How to complete this task: Continue the blog post below about fake April Fool's pregnancy announcements and infertility, starting after the paragraph that begins "5) Acceptance."

Extracted text:
Happy April Fool's Day, everyone!
I've never been a fan of April Fool's Day. I'm not the type of person that appreciates practical jokes. Quite honestly, I'm just not fun enough for that sort of thing.
But there is one April Fool's joke that is absolutely, positively, NOT funny. Not in any sense of the word. Not to anyone struggling with infertility, at least.
I don't know why, but there are a host of people out there who think it is simply hilarious to announce their fake pregnancy on April 1st. I've already had two fake pregnancy announcements on my news feed today, and it's not even 1 o'clock. This concept just blows my mind. Funny. Really?
Seriously. Just consider this for a moment.
This has been circling around facebook, and I think it perfectly puts the "joke" into perspective. If you'd like to share this link on your own facebook profile, just click on the picture and go from there.
After reading that, how funny is the joke now? Fake pregnancy announcements hurt. A lot. Seeing--or hearing--a real pregnancy announcement, for me, feels a lot like a knife to the heart. And I know I'm not the only one. The second I hear an announcement, I start going through the five stages of grief:
1) Denial. Uh-uh. That is NOT an ultrasound photo of a baby. That's gotta be a squirrel, right? That can't possibly be a picture of two pink lines. That's the whole marriage equality thing, right? They didn't say they're pregnant. They said they're definitely NOT pregnant. They just left out a word.
2) Anger. They're pregnant? They're pregnant! What the heck did they do to deserve another kid already? Their youngest isn't even one yet! I saw her yelling at her kid for sticking his finger in a light socket the other day. YELLING. They don't even want more kids. I can totally tell they aren't excited. Why do they get a baby and not me? It's not fair!
3) Bargaining. Okay, so they're having a baby. That's fine. If I just lose ten pounds, I know it'll happen. I just know it. I'll be happily in my second or third trimester by the time their baby is born and I have to look at all the photos on facebook. Maybe if I'm really nice to my kids today, I'll be deserving of another baby.
4) Depression. I guess they're just better parents than us. I must not be pregnant again because I suck so bad being a mom to the two kids I've already got. God is clearly punishing me. I don't deserve more children. Why do I even want more children? The two a.m. feedings and bawling kids and never getting two minutes to yourself isn't exactly fun, right? I'm fine with the two kids I have. I didn't want more anyway.
5) Acceptance. I'm just going to have to unfollow this person on facebook unless I want to constantly torture myself with belly shots and complaints about morning sickness. I'll probably never have more kids. It's fine, really. I mean, I have two. I don't really need more, do I? I'm infertile. That's life. It's no one's fault. I will survive.

Listed entries:

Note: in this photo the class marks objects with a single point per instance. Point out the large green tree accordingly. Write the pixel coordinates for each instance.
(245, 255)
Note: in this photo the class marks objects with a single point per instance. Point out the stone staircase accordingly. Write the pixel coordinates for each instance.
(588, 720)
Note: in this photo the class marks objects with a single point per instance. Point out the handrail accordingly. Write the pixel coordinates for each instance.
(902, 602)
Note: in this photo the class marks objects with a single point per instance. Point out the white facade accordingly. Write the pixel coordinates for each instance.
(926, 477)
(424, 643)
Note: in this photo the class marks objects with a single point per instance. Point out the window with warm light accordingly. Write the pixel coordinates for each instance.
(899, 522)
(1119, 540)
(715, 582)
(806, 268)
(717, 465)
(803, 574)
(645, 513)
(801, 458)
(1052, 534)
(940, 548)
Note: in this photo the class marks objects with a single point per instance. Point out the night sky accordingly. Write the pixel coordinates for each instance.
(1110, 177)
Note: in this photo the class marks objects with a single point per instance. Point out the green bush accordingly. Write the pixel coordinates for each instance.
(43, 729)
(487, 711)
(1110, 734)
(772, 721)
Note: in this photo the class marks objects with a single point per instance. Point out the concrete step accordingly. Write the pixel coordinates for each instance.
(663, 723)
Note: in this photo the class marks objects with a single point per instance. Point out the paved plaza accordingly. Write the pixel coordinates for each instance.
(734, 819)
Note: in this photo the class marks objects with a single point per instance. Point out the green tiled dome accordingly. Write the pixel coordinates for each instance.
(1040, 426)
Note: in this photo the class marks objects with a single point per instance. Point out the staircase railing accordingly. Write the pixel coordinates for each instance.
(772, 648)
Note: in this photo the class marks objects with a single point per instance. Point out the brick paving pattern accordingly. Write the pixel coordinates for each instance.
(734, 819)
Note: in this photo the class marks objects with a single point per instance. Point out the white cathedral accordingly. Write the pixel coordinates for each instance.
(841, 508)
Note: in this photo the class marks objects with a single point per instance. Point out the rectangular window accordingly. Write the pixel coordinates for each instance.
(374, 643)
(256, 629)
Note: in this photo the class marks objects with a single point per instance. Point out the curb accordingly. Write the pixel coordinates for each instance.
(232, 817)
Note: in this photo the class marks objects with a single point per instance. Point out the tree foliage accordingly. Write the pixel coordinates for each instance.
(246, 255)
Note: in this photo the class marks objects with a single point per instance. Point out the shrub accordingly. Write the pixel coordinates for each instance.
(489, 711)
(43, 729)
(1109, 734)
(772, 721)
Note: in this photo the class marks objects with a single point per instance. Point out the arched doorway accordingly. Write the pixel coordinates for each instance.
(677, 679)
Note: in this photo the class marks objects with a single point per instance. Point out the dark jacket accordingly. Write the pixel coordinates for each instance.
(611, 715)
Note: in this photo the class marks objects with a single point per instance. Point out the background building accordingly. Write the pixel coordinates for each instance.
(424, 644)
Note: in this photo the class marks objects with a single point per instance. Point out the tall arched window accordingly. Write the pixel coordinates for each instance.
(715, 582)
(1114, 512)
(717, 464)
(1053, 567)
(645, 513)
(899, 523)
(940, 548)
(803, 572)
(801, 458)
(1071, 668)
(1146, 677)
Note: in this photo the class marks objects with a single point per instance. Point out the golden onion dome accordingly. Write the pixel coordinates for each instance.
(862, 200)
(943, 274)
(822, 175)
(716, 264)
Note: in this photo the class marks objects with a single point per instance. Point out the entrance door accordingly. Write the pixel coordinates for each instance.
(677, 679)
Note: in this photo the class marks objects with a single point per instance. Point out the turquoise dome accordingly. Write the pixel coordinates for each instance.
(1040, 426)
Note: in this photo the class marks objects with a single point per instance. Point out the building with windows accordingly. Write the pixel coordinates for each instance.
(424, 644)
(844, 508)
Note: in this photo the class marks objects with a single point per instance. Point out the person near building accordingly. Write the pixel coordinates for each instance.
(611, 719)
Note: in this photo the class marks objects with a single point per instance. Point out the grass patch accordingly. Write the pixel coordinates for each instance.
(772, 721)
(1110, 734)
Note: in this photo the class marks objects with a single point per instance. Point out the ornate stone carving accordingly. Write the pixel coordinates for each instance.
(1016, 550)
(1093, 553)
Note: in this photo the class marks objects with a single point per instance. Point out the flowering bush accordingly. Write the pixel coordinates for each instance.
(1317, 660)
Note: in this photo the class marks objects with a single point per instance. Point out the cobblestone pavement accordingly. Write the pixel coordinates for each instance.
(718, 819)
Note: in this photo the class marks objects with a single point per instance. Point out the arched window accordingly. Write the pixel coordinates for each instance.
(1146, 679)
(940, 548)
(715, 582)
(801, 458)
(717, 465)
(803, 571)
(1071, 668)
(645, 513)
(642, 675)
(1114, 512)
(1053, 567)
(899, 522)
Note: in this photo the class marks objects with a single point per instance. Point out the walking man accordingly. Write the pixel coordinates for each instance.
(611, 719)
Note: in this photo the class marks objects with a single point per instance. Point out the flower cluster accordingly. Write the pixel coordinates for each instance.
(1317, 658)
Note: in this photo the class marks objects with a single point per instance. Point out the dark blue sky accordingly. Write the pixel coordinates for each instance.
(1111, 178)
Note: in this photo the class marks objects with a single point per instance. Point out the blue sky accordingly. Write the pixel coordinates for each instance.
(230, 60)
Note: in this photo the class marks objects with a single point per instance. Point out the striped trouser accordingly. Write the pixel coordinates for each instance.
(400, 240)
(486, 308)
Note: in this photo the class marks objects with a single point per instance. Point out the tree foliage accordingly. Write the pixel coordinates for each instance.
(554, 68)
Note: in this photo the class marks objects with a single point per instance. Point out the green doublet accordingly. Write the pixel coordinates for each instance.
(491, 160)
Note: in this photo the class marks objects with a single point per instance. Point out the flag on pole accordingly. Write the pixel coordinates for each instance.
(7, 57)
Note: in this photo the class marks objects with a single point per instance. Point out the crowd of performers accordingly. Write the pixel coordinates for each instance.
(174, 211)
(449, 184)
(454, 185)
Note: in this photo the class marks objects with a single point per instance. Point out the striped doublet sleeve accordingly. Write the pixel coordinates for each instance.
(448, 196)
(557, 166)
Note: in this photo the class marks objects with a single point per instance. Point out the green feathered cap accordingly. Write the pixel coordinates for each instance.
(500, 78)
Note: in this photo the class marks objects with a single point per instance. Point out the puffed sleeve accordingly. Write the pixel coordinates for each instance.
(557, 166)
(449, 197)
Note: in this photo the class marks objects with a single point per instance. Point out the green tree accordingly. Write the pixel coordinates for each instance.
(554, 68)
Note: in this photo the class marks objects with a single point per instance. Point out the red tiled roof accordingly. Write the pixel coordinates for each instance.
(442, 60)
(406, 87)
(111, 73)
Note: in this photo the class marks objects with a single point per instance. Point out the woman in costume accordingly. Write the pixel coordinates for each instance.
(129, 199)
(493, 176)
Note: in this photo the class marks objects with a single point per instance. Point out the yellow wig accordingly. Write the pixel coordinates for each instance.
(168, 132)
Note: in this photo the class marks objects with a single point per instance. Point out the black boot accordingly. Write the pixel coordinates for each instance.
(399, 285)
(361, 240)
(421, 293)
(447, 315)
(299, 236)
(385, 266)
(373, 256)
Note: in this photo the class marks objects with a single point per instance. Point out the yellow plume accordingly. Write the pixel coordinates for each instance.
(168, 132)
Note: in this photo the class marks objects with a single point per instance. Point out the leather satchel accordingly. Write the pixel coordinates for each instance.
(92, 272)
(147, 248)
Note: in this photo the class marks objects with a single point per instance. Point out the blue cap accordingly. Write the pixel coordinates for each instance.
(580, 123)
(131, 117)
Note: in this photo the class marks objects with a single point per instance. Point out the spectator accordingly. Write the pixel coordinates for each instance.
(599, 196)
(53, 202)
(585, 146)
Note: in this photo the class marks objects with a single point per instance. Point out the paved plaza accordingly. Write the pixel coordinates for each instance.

Response for this exercise:
I say that all very tongue-in-cheek, but the truth is, I've actually thought all those things and more after hearing a pregnancy announcement. It doesn't matter how deserving the person is. It doesn't matter how much I like them. It still hurts. I'm still jealous. I still wish it was me.
But life's not fair. Some people get pregnant, and others don't. I've accepted that I'm always going to deal with baby-envy and belly-jealousy.
I'm willing to put up with it all for real pregnancy announcements. I accept that I have to put up with it all. I refuse to be that unreasonable person that everyone is scared to tell they're pregnant for real because I'll freak out.
But forcing someone to go through all that as a joke? It just seems cruel. You wouldn't tell someone with a dying parent yours just got cancer as a joke, now would you? So why would you tell someone who can't get pregnant or who just lost a child that you're expecting when it's not even true.
Maybe I'm being extreme. People say you can't please everyone and if you are always trying to avoid hurting people's feelings, you'll never say or do anything. And that's true, to a point. But I think there are some situations which require sensitivity, and infertility is one of them.
To anyone out there who's actually expecting, congratulations. I'm jealous. I wish it were me. I'm still happy for you. Really. I don't expect people to avoid giving out real pregnancy announcements or to dial back their happiness just because a few people they know are struggling with infertility.
But fake pregnancy announcements? C'mon, people. We're better than that.
What are everyone else's opinions about fake pregnancy announcements as an April Fool's joke? Funny? Overplayed? Hurtful? I'd love to hear your comments.